WORK REQUIRED: Copy out every one of the entries below word for word, keeping each line unchanged.

:: SUPPLIED ENTRIES

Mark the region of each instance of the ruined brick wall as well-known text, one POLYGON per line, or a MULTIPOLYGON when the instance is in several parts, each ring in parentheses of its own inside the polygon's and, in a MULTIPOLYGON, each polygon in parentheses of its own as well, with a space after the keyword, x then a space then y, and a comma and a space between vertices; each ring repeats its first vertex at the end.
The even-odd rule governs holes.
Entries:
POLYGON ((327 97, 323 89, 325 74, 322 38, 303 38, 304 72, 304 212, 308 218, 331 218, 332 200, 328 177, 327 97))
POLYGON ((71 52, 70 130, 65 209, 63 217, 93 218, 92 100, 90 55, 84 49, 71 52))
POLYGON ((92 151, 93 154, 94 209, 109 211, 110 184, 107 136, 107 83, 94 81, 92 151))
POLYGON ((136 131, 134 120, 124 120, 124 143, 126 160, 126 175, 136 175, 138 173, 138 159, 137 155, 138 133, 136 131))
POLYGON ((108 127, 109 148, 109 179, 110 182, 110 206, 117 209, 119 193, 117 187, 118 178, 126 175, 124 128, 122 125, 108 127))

::::

OUTPUT:
Mark the region of each instance of the ruined brick wall as well-known text, one POLYGON per line, or a MULTIPOLYGON when the instance is in several parts, each ring in parentheses of its own inside the polygon's and, in a MULTIPOLYGON, each polygon in parentheses of its own as well, with a space after the keyword, x then a space then y, and a comma and a space between vertices; each ring repeats its first vertex at the end.
The even-odd rule governs holes.
Entries:
POLYGON ((327 97, 323 89, 325 74, 322 38, 303 38, 304 72, 304 212, 308 218, 331 218, 332 200, 328 177, 327 97))
POLYGON ((71 52, 70 130, 65 209, 63 217, 93 218, 92 100, 90 55, 84 49, 71 52))
POLYGON ((92 151, 93 154, 94 209, 109 211, 110 184, 107 136, 107 83, 94 81, 92 151))
POLYGON ((136 131, 134 120, 124 120, 124 143, 126 160, 126 175, 136 175, 138 173, 138 159, 137 155, 138 133, 136 131))
POLYGON ((108 127, 109 148, 109 179, 110 182, 110 206, 117 209, 119 193, 117 187, 118 178, 126 175, 124 128, 122 125, 108 127))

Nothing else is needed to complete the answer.